Entries from a dataset
__________
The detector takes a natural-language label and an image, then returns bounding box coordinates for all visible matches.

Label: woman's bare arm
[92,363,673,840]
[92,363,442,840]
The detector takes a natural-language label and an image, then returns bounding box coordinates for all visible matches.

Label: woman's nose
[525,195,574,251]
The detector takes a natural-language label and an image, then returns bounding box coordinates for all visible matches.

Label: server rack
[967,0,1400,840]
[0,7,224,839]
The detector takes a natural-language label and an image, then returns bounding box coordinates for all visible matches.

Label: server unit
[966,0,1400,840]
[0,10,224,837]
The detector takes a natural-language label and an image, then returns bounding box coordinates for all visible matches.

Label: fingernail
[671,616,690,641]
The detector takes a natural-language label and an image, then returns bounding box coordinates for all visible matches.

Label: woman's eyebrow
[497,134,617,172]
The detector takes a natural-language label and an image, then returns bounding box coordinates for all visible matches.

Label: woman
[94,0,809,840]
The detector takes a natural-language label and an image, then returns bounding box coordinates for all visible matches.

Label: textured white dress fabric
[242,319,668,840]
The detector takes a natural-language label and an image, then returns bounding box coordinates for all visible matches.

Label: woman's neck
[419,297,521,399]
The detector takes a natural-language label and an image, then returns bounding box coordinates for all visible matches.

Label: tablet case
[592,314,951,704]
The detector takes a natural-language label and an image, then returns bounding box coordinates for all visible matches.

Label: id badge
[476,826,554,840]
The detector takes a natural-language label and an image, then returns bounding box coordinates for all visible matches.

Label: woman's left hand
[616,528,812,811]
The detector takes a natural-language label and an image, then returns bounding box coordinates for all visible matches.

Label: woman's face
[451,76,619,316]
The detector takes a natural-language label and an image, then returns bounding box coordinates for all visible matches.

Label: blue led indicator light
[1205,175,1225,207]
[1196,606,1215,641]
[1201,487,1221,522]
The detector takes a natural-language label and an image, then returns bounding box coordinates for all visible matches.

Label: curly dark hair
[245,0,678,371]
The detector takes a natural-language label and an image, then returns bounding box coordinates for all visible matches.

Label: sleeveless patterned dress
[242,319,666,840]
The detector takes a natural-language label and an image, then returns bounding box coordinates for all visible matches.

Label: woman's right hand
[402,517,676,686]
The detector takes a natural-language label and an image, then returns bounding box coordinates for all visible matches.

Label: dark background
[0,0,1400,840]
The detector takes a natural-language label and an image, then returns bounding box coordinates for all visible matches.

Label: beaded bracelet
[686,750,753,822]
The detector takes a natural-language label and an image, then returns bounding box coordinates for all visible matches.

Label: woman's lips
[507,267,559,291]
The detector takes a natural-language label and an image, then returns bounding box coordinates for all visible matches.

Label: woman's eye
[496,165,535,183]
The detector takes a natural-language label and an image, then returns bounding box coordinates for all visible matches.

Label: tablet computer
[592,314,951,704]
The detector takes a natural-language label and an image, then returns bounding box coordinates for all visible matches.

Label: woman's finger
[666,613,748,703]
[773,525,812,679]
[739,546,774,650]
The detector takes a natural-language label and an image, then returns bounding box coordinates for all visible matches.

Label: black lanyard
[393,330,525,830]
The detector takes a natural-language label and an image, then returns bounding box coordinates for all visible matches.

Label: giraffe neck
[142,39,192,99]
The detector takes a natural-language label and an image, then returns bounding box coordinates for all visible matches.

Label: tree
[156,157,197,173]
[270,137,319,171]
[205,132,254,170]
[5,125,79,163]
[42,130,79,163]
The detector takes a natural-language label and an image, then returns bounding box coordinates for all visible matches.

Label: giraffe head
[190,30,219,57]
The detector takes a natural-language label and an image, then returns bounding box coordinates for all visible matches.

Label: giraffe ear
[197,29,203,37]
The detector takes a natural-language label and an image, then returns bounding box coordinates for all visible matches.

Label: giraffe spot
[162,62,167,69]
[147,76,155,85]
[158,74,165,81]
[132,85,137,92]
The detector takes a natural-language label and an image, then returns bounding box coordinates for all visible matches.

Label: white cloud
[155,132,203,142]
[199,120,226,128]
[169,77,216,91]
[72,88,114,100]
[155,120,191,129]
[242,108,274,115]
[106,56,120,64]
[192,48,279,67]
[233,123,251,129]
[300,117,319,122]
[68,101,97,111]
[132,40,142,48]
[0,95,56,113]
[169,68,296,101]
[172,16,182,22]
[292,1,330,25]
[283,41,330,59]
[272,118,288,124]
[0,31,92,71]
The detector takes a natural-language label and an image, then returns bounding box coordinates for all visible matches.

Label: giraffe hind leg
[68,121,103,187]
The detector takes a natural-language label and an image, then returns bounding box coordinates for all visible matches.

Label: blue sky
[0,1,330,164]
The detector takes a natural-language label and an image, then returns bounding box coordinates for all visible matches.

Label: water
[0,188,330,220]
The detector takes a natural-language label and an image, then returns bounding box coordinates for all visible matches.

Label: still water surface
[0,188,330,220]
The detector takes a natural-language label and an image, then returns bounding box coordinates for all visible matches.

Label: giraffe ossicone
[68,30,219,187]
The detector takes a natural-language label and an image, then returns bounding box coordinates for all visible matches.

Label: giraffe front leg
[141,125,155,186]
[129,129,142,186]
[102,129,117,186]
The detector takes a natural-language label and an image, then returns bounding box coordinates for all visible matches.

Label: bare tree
__________
Objective: Show each line in the entries above that contains the word "dress". Copy every such line in full.

Written solution:
Label: textured white dress fabric
Label: sleeveless patterned dress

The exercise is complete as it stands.